### Source records
===

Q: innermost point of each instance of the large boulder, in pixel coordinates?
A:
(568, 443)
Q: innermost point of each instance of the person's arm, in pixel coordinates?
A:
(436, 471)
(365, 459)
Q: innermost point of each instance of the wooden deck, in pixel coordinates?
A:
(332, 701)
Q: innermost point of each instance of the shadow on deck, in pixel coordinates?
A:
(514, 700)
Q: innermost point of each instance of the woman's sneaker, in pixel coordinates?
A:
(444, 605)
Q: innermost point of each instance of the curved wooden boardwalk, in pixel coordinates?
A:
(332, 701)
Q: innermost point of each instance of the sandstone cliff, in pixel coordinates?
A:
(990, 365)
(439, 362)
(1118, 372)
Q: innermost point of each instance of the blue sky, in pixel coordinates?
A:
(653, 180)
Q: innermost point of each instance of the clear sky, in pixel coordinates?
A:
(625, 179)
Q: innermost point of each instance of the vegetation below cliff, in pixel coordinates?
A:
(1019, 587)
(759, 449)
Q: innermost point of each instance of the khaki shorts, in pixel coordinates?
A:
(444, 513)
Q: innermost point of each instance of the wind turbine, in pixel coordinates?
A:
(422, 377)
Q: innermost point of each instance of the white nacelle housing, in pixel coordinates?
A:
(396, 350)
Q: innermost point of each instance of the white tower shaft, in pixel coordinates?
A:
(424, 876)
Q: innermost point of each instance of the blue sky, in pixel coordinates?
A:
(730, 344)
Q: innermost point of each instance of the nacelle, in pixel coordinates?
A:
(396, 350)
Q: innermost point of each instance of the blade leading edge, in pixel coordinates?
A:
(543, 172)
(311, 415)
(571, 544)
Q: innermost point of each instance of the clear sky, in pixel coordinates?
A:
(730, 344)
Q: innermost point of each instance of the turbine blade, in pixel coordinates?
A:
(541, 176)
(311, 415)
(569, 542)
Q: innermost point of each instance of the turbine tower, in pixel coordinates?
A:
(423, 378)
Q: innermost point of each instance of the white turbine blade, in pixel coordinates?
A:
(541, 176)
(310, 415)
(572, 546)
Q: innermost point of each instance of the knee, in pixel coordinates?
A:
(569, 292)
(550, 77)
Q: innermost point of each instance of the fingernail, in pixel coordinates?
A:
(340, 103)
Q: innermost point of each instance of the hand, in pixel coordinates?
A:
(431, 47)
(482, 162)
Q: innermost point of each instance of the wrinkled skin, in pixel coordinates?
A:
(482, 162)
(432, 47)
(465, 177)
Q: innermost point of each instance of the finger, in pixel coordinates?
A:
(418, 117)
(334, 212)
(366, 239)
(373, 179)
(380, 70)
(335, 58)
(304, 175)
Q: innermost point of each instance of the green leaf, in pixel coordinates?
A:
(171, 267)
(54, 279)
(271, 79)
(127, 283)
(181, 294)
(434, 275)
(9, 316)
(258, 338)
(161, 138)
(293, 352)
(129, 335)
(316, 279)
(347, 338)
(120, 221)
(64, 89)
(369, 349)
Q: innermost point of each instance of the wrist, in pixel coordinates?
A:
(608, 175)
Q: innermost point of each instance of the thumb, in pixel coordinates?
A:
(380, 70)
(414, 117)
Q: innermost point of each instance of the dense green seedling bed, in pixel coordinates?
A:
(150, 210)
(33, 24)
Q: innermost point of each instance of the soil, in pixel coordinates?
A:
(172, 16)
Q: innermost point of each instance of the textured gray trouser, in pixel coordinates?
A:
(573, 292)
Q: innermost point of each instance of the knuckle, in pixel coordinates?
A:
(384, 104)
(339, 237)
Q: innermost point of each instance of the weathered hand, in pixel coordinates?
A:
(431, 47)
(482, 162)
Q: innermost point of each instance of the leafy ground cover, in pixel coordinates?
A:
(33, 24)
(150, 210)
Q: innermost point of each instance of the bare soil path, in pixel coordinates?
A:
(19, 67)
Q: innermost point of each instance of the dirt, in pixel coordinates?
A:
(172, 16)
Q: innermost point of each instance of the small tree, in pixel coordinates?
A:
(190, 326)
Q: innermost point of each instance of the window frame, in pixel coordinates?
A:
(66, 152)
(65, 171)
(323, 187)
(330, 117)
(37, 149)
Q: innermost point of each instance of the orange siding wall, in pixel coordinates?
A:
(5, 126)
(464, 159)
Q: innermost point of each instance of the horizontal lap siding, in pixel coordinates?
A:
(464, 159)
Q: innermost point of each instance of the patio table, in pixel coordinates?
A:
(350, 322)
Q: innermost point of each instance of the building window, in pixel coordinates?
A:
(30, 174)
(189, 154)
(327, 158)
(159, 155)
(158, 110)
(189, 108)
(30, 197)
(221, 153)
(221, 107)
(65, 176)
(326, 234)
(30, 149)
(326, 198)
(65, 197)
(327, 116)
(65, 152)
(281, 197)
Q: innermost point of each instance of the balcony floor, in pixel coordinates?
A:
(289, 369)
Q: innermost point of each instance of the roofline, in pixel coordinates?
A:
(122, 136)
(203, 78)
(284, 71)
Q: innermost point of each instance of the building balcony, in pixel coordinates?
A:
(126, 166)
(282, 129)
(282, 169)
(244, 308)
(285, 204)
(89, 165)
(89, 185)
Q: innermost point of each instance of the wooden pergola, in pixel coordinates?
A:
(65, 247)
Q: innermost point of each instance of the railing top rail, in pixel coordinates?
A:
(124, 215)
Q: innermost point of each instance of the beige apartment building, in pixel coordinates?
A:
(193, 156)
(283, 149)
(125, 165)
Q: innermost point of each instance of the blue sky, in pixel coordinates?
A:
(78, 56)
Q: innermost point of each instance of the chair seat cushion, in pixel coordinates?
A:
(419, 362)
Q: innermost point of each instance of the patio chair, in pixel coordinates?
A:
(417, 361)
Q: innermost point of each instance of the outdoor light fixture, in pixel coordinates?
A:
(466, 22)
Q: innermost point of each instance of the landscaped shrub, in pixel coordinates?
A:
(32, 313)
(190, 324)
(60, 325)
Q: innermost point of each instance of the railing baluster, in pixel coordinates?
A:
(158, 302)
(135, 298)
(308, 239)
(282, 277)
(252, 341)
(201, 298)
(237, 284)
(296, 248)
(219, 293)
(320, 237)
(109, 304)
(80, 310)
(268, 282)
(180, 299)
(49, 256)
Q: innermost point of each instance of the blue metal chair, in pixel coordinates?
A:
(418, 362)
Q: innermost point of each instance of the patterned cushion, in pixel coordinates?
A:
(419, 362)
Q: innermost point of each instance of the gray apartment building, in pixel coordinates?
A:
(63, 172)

===

### What is needed
All the data above is to be given again, exactly.

### Solution to this exercise
Q: innermost point of each instance of the large boulder, in pixel coordinates?
A:
(568, 443)
Q: innermost point of each instance of the person's arm, in pixel coordinates?
A:
(436, 471)
(365, 459)
Q: innermost point of each instance of the wooden deck, in pixel coordinates?
A:
(332, 701)
Q: innermost point of each instance of the shadow on deck, in pixel coordinates?
A:
(514, 700)
Q: innermost point of each instance of the woman's sneaker, in pixel coordinates?
A:
(444, 605)
Q: innermost point of each instance of the curved wooden boardwalk, in pixel coordinates?
A:
(332, 701)
Q: innermost point of each instance of the sandstone cliff, in pixel coordinates?
A:
(990, 365)
(439, 362)
(1118, 372)
Q: innermost point of each instance of the blue sky, in pixel coordinates?
A:
(653, 180)
Q: innermost point of each instance of the clear sky, in pixel coordinates?
A:
(625, 179)
Q: innermost point of each instance of the vegetation below cliff, in pixel coordinates?
A:
(1019, 587)
(759, 449)
Q: innermost point of each instance of the khaki shorts, in pixel coordinates?
A:
(444, 513)
Q: innermost point of each instance of the wind turbine, in pixel coordinates?
A:
(422, 377)
Q: innermost point of each instance of the white nacelle housing, in pixel coordinates?
A:
(396, 350)
Q: innermost point of each instance of the white tower shaft, in pixel coordinates?
A:
(424, 876)
Q: innermost point of each instance of the blue sky, in pixel coordinates?
A:
(730, 344)
Q: innermost point of each instance of the nacelle, in pixel coordinates?
A:
(396, 350)
Q: innermost point of each instance of the blade leading edge, in pixel coordinates?
A:
(543, 172)
(311, 415)
(571, 544)
Q: innermost point of each instance of the clear sky, in pixel coordinates?
A:
(730, 344)
Q: innermost point of each instance of the turbine blade, in pixel coordinates?
A:
(541, 176)
(311, 415)
(569, 542)
Q: innermost point of each instance of the turbine tower, in pixel coordinates?
A:
(423, 378)
Q: innermost point of each instance of the white turbine blade, in pixel coordinates?
A:
(541, 176)
(310, 415)
(572, 546)
Q: innermost point of each instance of the knee, in pixel coordinates?
A:
(569, 292)
(550, 77)
Q: innermost point of each instance of the fingernail, in pixel coordinates?
A:
(340, 103)
Q: innermost point of each instance of the hand, in pixel coordinates?
A:
(431, 47)
(482, 162)
Q: innermost point of each instance of the wrinkled skin, in pixel coordinates?
A:
(482, 162)
(432, 47)
(465, 177)
Q: innermost point of each instance of the finger, in pixel coordinates?
A:
(418, 117)
(334, 212)
(366, 239)
(373, 179)
(380, 70)
(335, 58)
(304, 175)
Q: innermost point of each instance of the green leaf, in pixel coordinates?
A:
(171, 267)
(54, 279)
(271, 79)
(127, 283)
(181, 294)
(434, 275)
(9, 316)
(258, 338)
(161, 138)
(293, 352)
(129, 335)
(316, 279)
(347, 338)
(120, 221)
(64, 89)
(369, 349)
Q: innermost point of each instance of the wrist, in pixel coordinates?
A:
(608, 175)
Q: innermost point of each instance of the thumb, in pixel coordinates?
A:
(380, 70)
(414, 117)
Q: innermost point of each instance of the dense green seedling bed, in pixel coordinates?
A:
(150, 210)
(33, 24)
Q: innermost point of each instance of the soil, in pixel coordinates?
A:
(172, 16)
Q: innermost point of each instance of the textured gray trouser, in pixel coordinates?
A:
(573, 292)
Q: innermost point of each instance of the knuckle, in pixel coordinates?
A:
(384, 104)
(339, 237)
Q: innermost point of each instance of the weathered hand, in pixel coordinates?
A:
(431, 47)
(482, 162)
Q: innermost point of each instance of the leafy ground cover, in pixel coordinates?
A:
(33, 24)
(150, 210)
Q: innermost point of each instance of the bare soil path, in pixel coordinates?
A:
(19, 67)
Q: innermost point of each instance of the dirt, in pixel coordinates?
A:
(172, 16)
Q: innermost point of each instance of the small tree, in pixel coordinates?
A:
(190, 326)
Q: innermost point of each instance of the window frame, in pixel coordinates?
A:
(66, 152)
(65, 171)
(323, 187)
(330, 117)
(37, 149)
Q: innermost point of each instance of the orange siding wall, in pixel coordinates?
A:
(5, 126)
(464, 159)
Q: innermost point of each instance of the horizontal lap siding, in pixel coordinates?
A:
(464, 159)
Q: innermost point of each instance of the patio table, in pixel coordinates?
A:
(350, 322)
Q: innermost point of each instance of the building window, in pixel coordinates?
A:
(30, 174)
(189, 154)
(327, 158)
(159, 155)
(158, 110)
(189, 108)
(30, 197)
(221, 153)
(221, 107)
(65, 176)
(326, 234)
(30, 149)
(326, 198)
(65, 197)
(327, 116)
(65, 152)
(281, 197)
Q: innermost point of each instance of the balcony floor, in pixel coordinates?
A:
(289, 369)
Q: innermost point of each instance of the roofline, in pixel coordinates?
A:
(122, 136)
(203, 78)
(284, 71)
Q: innermost point of each instance of the building balcony, in pixel coordinates?
A:
(126, 166)
(282, 129)
(282, 169)
(244, 308)
(285, 204)
(89, 165)
(89, 185)
Q: innermost point of each instance of the wooden pergola, in pixel coordinates?
A:
(65, 247)
Q: innermost point of each instance of the railing top rail, in pixel coordinates?
A:
(124, 215)
Q: innermost point of each instance of the beige apartment building, in pixel coordinates?
A:
(193, 156)
(283, 149)
(125, 165)
Q: innermost point of each instance of the blue sky, in pixel coordinates?
A:
(78, 56)
Q: innermost point of each instance of the chair seat cushion, in pixel coordinates?
A:
(419, 362)
Q: innermost point of each instance of the patio chair, in pixel coordinates?
A:
(417, 361)
Q: innermost point of each instance of the outdoor light fixture, in pixel coordinates?
A:
(466, 22)
Q: innermost point of each instance of the landscaped shrub, in pixel coordinates?
A:
(32, 313)
(190, 324)
(60, 325)
Q: innermost point of each instance of the railing baluster, in pixel coordinates?
A:
(158, 302)
(135, 298)
(308, 239)
(282, 277)
(252, 341)
(201, 298)
(237, 284)
(296, 248)
(219, 293)
(320, 237)
(109, 304)
(80, 310)
(268, 282)
(180, 299)
(49, 256)
Q: innermost point of each instance of the blue metal chair, in pixel coordinates?
A:
(418, 362)
Q: innermost point of each instance of the patterned cushion, in pixel coordinates?
A:
(419, 362)
Q: innermost point of each instance of the gray apartment building, in pixel coordinates?
A:
(63, 172)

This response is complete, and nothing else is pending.